# EXERCISE INSTRUCTIONS:
Skip every line before the one containing "In the photo above, where can the curved", then copy that line and the rest of the entries below exactly, through the last line.

--- Begin SOURCE DATA ---

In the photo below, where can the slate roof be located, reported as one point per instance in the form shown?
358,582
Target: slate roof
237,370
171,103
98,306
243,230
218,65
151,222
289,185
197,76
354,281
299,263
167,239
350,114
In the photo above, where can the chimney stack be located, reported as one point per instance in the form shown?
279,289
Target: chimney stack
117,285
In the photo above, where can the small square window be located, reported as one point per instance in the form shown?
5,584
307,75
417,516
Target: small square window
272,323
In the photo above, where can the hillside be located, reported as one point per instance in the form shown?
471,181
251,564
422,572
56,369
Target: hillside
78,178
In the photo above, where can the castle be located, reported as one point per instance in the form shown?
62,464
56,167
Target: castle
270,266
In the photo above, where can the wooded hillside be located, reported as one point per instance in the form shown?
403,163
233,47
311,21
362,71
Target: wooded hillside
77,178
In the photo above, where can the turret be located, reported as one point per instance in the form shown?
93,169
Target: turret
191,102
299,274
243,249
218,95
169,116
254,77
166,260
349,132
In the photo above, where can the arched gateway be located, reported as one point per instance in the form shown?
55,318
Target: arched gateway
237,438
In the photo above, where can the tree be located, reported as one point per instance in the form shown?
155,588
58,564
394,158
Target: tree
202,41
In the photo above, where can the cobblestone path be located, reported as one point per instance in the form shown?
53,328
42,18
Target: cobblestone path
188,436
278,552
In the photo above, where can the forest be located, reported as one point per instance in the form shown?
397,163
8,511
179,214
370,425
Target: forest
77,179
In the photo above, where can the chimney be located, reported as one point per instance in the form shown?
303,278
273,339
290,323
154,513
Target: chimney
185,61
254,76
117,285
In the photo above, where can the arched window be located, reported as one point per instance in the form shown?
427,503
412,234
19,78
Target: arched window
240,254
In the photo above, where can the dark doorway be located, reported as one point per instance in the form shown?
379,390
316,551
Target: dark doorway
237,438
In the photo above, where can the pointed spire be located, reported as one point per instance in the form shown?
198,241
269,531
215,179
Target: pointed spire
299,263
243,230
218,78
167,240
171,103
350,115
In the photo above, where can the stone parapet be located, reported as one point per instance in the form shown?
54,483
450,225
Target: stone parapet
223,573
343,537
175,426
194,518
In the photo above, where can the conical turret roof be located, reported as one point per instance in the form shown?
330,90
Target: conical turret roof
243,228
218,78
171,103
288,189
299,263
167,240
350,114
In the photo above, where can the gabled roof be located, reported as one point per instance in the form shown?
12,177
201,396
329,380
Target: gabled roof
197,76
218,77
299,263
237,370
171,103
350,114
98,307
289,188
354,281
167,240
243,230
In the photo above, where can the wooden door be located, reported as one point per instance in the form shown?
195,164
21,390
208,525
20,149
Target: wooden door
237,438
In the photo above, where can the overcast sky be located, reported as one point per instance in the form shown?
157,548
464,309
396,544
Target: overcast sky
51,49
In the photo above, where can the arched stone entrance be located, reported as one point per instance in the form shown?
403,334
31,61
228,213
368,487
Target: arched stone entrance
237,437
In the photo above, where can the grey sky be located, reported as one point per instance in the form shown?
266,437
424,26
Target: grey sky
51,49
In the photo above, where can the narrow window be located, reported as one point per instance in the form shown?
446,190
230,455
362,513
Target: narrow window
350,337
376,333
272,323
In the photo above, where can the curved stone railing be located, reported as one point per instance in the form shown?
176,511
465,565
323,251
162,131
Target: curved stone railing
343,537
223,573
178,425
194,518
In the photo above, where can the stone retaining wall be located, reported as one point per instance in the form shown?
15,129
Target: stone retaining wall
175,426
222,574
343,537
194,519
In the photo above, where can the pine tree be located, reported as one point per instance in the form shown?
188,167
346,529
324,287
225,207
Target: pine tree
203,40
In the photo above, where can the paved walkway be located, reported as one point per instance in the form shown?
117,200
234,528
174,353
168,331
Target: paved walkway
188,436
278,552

--- End SOURCE DATA ---

# THE ANSWER:
In the photo above, where can the curved stone railing be located, reported as one point per instance in the form shown?
176,511
465,565
323,251
162,131
Target: curved stone railing
343,537
223,573
178,425
194,518
In the photo above, where can the stone retaining wall be located, reported as one point per instance in the form shown?
15,129
Target: stone retaining wall
175,426
222,574
343,537
194,519
In the photo above, where can the pine tree be located, reported as one point per instance in the form shown?
188,167
346,529
324,287
225,207
Target: pine tree
203,40
In the photo above, where can the paved walkway be located, reported as one point per instance in the form shown?
117,200
234,528
174,353
168,331
Target: paved walkway
188,436
278,552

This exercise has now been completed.